◆ Description of the task: Leaving the pictures aside, transcribe every line below exactly.

◆ Data for review:

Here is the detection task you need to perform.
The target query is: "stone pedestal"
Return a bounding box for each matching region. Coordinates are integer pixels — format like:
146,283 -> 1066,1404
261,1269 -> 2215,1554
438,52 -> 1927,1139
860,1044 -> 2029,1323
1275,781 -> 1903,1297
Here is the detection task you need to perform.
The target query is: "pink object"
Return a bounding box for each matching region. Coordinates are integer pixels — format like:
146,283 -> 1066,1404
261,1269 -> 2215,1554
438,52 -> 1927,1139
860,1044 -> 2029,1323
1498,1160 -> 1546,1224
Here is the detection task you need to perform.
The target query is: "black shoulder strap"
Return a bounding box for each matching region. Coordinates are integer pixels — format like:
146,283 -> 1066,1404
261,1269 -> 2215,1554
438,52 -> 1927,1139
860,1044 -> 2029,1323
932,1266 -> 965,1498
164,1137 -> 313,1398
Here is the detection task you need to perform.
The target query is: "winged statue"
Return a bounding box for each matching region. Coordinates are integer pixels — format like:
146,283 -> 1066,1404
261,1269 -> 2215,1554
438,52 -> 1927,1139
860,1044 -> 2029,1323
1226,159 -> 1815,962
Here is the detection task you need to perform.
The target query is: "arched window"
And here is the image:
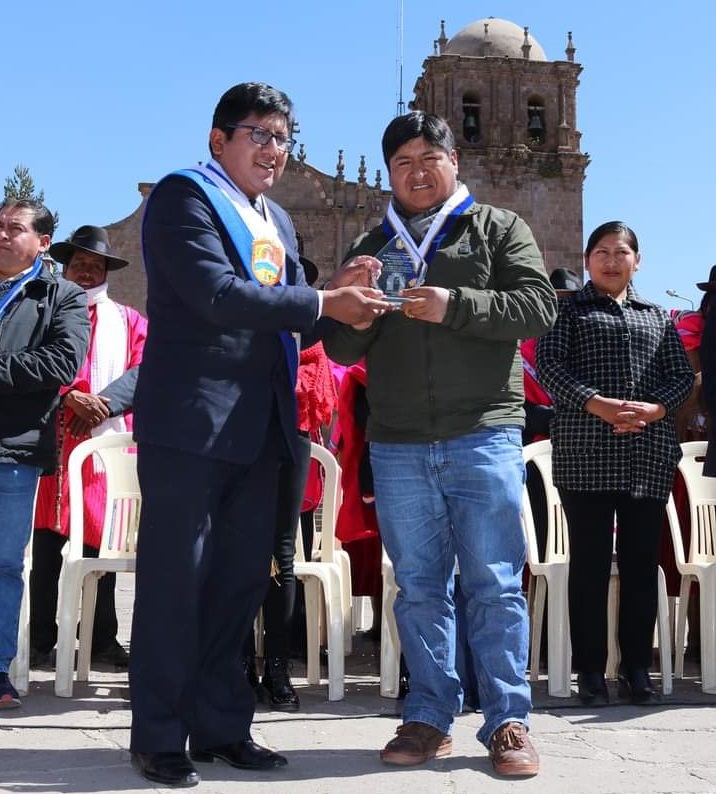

◆ Answer for the task:
Here is the detection task you need to perform.
The target query is: "stone pedestal"
Return a bounding box for each matching region. Coordinates are integer pixels — format like:
146,283 -> 1066,1404
261,1269 -> 2215,1554
438,52 -> 1927,1139
860,1044 -> 2029,1323
1275,781 -> 1903,1297
Here is the detection task you need to perform.
The target query is: "pink object"
Return a bounding box for each matching region. Coordinates are integer pixels — format like:
146,283 -> 1066,1404
261,1269 -> 2215,1554
438,52 -> 1927,1139
860,1044 -> 2029,1323
1498,1160 -> 1546,1224
Here is the detection task you need to perform.
The target query is: "black shoulder strap"
Return a bounding box for each matching region. Coordinates are integer pixels — format like:
146,283 -> 1066,1404
261,1269 -> 2215,1554
438,52 -> 1927,1139
860,1044 -> 2029,1323
932,1266 -> 965,1498
164,1137 -> 313,1398
Here is the detection task you need to perform.
The target query is: "winged statue"
Return a bounding box for each matching region. Coordinates are integer pixels — format like:
146,283 -> 1066,1404
261,1269 -> 2215,1554
438,52 -> 1927,1139
860,1044 -> 2029,1323
1226,159 -> 1815,962
Here is the detection task you need to perform.
The target query is: "arched window"
And here is the image:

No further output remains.